◆ DIRECTION:
Count the lines in the material below that contain the string "component", matching case exactly. Give only the number.

────────────────────

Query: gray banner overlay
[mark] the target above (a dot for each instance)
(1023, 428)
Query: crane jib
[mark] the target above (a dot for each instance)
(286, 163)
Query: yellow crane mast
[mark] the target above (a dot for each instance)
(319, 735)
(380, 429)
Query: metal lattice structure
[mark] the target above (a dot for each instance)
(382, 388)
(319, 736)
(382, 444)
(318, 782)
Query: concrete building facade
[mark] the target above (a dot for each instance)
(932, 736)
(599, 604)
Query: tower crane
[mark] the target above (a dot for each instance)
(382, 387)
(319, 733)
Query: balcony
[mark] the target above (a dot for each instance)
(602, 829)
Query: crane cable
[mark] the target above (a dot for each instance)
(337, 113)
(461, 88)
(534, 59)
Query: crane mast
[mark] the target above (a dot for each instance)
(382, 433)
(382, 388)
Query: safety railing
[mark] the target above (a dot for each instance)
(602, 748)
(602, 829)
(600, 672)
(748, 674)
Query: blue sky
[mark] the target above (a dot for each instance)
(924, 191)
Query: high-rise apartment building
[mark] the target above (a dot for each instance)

────────────────────

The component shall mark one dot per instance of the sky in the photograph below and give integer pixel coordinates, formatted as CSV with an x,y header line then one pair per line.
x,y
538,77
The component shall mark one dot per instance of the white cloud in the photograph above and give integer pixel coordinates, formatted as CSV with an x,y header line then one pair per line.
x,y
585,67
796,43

────────────────────

◆ SOLUTION FOR THIS PROBLEM:
2